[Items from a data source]
■ ■ ■
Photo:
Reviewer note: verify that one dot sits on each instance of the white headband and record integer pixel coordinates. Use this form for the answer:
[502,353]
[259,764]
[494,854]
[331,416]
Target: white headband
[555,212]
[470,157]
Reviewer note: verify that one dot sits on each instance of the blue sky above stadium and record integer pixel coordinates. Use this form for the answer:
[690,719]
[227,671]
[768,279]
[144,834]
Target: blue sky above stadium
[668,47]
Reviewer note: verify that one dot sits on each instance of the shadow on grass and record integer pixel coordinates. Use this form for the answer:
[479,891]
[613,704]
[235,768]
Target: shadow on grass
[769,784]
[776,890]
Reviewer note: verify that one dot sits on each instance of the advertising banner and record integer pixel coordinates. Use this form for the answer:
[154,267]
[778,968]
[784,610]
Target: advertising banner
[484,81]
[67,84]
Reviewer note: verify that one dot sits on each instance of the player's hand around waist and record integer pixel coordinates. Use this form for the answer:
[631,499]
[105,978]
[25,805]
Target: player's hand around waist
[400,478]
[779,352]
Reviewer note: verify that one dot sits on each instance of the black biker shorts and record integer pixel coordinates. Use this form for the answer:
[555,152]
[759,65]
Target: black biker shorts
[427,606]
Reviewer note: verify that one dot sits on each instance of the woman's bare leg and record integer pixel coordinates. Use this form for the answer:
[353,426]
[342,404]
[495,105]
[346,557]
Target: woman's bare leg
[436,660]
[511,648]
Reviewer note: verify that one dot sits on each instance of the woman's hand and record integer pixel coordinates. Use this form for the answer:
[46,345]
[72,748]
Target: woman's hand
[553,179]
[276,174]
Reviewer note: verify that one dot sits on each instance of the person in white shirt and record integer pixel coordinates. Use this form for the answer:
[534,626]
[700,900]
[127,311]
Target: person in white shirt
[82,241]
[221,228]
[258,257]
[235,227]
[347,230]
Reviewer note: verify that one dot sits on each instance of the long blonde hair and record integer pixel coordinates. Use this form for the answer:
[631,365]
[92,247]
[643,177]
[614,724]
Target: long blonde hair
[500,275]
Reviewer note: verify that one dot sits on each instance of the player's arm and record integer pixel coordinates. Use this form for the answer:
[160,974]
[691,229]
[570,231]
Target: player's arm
■ ■ ■
Problem details
Please transcribe the data above without changes, from its first line to its "of the shadow" line, and leave out anything past that.

Answer
Photo:
Reviewer note: verify that one dot sits on each instance of the white headband and record integer pixel coordinates. Use this form for the answer:
[502,353]
[259,764]
[494,854]
[331,416]
Target: white headband
[555,212]
[470,157]
Reviewer note: verify that one dot sits on each instance of the blue sky above stadium and record integer pixel coordinates. Use this form for the answer:
[690,719]
[227,671]
[768,279]
[144,834]
Target: blue sky above stadium
[668,47]
Reviewer note: verify that one dot sits on each instance of the shadow on grass and record integer pixel coordinates. Use this form for the answer:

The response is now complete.